_Document segment_

━━━

Nikol Duman (Նիկոլ Դուման), born Nikoghayos Ter-Hovhannisyan (Նիկողայոս Տեր-Հովհաննիսյան; (Note: Pre-reform spelling: Նիկողայոս Տէր Յովհաննիսեան) 12 January 1867 – 23 September 1914), was an Armenian revolutionary from Karabakh. He was a member of the Armenian Revolutionary Federation. He was active in the Russian Empire, Persia and the Ottoman Empire.

==Early life==
Nikoghayos Ter-Hovhannisyan was born to an Armenian family in the village of Kyshlak (today Gyshlag or Tsaghkashat) in the region of Nagorno-Karabakh, then a part of the Russian Empire. His father was a priest. In 1887, he graduated from the Shushi diocesan school. He then taught in Armenian schools in the North Caucasus until 1891, when he moved to Tabriz, where he was a teacher and also the treasurer of the circle of local Armenian national figures.

Beginning in 1893, he taught at the school in the village of Galasar, Salmas, where he took an active part in Armenian national and political life as a member of the Armenian Revolutionary Federation (ARF). Nikol was one of the three members of the ARF committee in Tabriz, along with Hovnan Davtyan and Hovsep Arghutian.

==Revolutionary activity==
After the Hamidian massacres of Armenians in the Ottoman Empire from 1894 to 1896, Nikol entirely devoted himself to the Armenian national liberation movement and organization of self-defense.

━━━

_Problem details_
Answer these questions about the Nikol Duman biography:
(a) In what year did he graduate from the Shushi diocesan school?
(b) In which village did he begin teaching in 1893?
(c) Who were the other two members of the ARF committee in Tabriz?
The data after this biography come from a separate source.

━━━

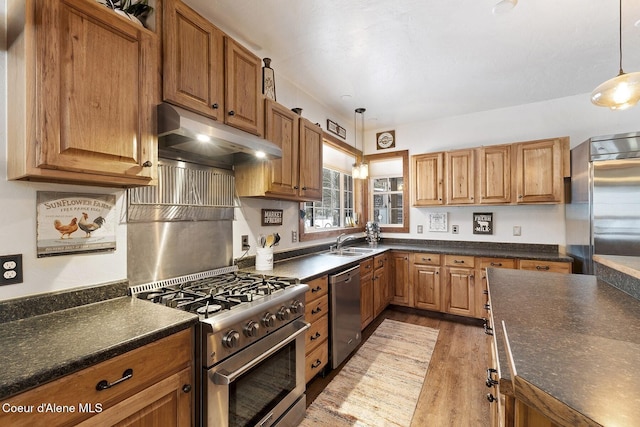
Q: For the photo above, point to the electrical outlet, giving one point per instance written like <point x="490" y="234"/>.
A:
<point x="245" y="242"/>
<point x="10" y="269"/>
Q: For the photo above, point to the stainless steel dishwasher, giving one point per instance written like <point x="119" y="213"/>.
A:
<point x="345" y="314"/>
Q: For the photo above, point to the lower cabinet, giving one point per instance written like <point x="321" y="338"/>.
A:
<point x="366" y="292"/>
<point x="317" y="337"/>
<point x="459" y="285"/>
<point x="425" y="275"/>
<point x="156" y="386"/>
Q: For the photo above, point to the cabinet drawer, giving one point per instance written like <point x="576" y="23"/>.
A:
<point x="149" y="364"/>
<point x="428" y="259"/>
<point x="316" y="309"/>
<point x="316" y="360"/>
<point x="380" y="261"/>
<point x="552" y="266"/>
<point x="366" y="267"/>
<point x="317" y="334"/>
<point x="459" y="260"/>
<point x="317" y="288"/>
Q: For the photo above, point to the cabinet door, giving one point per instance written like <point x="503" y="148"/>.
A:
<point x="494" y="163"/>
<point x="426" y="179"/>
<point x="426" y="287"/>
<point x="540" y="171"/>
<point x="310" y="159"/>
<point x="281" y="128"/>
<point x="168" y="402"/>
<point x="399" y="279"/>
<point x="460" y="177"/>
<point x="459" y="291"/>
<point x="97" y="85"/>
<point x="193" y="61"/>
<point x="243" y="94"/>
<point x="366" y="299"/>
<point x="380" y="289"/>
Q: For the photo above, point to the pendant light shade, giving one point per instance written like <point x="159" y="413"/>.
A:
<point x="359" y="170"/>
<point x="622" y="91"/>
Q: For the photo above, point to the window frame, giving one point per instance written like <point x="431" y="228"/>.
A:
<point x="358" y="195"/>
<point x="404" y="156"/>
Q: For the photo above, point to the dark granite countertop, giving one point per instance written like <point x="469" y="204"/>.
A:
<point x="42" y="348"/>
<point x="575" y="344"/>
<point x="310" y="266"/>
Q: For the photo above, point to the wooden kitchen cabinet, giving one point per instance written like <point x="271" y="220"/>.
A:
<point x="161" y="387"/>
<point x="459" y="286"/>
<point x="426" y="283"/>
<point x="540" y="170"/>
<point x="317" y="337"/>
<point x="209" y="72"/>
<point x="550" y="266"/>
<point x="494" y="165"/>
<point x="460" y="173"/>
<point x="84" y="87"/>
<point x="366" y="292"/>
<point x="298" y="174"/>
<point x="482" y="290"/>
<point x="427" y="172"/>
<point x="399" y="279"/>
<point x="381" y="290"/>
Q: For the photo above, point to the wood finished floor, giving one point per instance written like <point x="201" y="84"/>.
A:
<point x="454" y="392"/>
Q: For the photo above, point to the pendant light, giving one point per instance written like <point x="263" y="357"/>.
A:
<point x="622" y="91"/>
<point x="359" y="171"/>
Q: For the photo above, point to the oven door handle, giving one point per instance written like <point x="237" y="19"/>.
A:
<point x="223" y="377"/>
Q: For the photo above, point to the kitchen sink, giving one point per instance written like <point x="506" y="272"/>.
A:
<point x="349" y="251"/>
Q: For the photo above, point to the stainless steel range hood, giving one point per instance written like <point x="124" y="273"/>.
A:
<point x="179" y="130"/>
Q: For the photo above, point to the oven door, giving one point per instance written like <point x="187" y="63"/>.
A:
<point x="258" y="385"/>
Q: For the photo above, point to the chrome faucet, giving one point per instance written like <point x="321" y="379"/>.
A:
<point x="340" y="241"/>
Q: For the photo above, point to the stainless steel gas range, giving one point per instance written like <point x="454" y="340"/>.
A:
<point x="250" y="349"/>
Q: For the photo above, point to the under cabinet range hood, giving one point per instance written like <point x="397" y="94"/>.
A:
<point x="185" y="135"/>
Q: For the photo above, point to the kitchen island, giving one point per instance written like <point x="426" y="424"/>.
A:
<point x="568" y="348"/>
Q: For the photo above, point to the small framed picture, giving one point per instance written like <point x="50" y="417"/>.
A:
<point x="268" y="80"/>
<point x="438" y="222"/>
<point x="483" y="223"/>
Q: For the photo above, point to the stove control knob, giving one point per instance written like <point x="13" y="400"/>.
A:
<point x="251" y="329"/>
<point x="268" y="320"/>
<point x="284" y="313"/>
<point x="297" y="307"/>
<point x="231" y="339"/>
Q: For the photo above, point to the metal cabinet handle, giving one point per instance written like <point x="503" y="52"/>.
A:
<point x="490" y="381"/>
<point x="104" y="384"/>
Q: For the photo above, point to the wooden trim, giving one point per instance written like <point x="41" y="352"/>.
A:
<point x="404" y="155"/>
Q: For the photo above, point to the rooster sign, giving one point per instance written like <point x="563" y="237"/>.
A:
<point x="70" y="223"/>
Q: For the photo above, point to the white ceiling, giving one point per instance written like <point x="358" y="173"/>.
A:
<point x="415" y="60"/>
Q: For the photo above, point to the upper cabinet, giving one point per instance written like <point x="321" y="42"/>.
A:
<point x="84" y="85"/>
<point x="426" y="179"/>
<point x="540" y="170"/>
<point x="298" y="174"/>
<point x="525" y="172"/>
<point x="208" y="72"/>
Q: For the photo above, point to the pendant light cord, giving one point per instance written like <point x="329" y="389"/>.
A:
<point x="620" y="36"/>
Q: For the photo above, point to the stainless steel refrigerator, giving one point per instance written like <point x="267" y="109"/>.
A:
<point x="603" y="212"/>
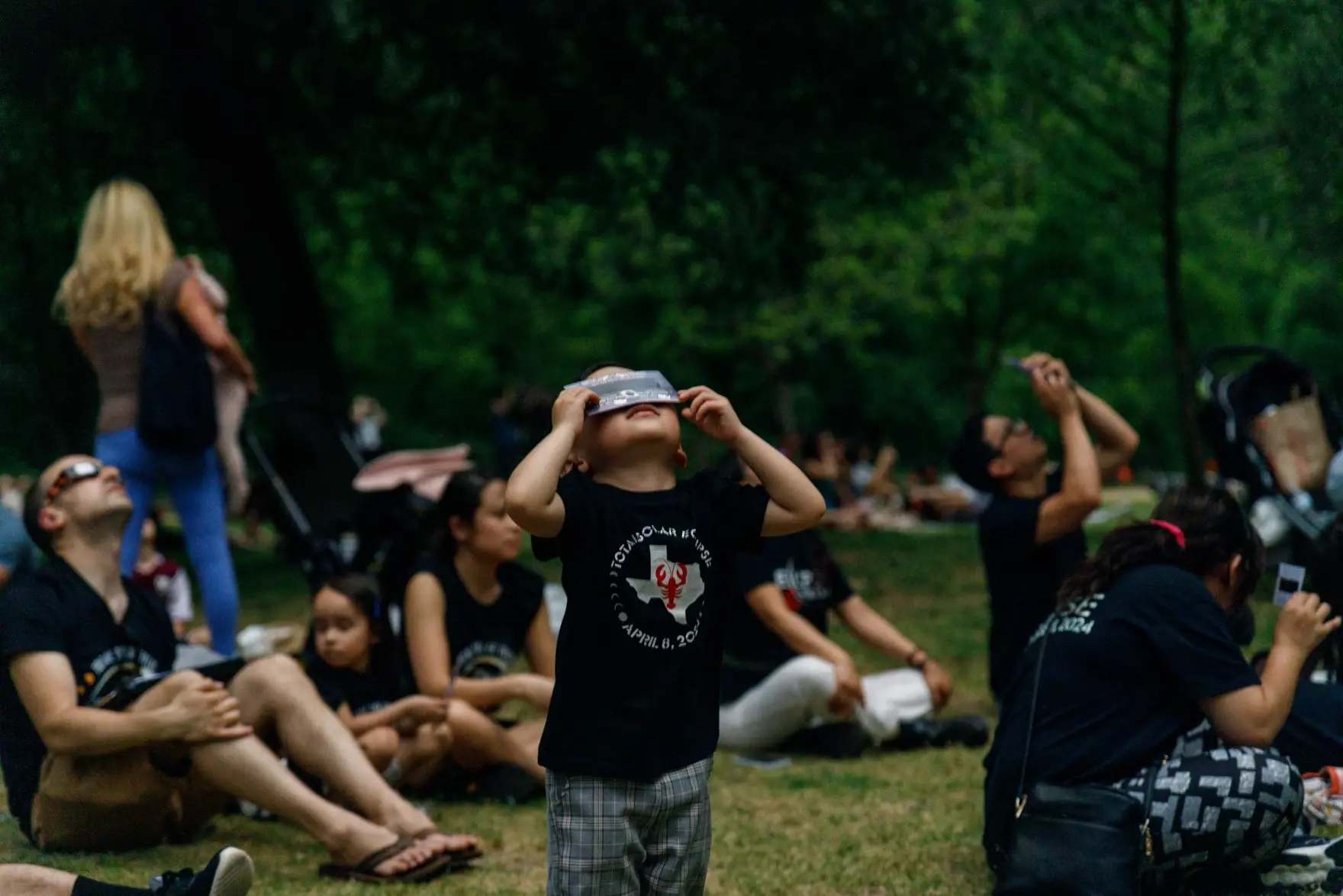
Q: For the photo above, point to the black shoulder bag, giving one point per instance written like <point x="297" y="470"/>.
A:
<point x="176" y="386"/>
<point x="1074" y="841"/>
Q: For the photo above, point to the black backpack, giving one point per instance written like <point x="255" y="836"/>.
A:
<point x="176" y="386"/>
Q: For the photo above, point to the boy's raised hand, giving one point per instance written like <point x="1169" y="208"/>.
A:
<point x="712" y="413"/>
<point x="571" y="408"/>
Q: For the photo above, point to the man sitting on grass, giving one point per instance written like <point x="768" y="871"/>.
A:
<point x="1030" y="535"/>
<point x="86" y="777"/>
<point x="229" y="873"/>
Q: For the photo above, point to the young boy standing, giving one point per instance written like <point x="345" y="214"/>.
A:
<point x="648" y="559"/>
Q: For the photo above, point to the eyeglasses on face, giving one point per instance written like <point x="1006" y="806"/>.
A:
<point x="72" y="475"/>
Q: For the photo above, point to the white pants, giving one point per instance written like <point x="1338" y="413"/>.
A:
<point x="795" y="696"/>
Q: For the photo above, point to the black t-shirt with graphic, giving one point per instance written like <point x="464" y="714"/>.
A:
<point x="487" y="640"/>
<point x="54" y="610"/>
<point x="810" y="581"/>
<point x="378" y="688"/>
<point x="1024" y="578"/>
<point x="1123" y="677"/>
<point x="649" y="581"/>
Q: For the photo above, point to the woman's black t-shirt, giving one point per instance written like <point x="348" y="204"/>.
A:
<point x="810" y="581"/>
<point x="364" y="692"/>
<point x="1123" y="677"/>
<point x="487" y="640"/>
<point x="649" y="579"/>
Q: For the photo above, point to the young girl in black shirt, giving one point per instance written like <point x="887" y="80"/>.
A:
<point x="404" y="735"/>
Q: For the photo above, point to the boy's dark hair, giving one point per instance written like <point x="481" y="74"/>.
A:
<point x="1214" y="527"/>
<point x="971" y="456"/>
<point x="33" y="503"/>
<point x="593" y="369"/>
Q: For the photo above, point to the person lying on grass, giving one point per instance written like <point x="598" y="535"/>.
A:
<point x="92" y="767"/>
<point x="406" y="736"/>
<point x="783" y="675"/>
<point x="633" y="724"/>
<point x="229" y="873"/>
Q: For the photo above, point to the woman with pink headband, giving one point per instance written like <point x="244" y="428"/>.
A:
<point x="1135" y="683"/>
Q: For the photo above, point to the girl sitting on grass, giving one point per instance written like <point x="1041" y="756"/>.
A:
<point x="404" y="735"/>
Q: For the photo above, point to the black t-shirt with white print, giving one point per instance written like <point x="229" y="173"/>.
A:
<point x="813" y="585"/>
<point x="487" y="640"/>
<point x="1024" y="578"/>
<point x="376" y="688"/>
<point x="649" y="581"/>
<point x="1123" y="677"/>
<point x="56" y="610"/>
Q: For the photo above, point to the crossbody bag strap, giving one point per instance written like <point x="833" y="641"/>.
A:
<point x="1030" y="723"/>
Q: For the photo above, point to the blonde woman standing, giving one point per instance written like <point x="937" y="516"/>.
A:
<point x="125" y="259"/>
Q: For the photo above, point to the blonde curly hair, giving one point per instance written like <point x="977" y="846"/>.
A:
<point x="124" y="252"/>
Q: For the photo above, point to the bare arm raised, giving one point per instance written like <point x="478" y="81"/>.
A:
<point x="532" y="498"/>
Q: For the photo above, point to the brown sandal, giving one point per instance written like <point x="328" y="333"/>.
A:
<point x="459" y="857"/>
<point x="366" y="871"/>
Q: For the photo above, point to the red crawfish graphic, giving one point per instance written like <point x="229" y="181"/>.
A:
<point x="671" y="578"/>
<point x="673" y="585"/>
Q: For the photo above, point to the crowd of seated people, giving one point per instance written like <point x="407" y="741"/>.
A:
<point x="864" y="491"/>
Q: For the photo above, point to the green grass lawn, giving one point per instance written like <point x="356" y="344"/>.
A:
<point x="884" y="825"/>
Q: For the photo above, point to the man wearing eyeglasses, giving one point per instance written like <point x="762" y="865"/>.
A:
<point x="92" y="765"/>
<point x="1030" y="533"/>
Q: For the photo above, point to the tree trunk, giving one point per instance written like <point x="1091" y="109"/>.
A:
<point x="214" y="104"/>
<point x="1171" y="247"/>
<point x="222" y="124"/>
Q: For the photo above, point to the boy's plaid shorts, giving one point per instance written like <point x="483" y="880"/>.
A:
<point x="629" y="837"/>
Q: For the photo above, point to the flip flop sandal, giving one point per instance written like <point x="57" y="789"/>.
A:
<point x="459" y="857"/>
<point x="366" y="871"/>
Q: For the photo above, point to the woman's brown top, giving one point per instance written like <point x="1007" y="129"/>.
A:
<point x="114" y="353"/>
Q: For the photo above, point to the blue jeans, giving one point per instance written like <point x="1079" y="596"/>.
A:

━━━

_Answer for this exercise_
(a) 1887
(b) Galasar, Salmas
(c) Hovnan Davtyan and Hovsep Arghutian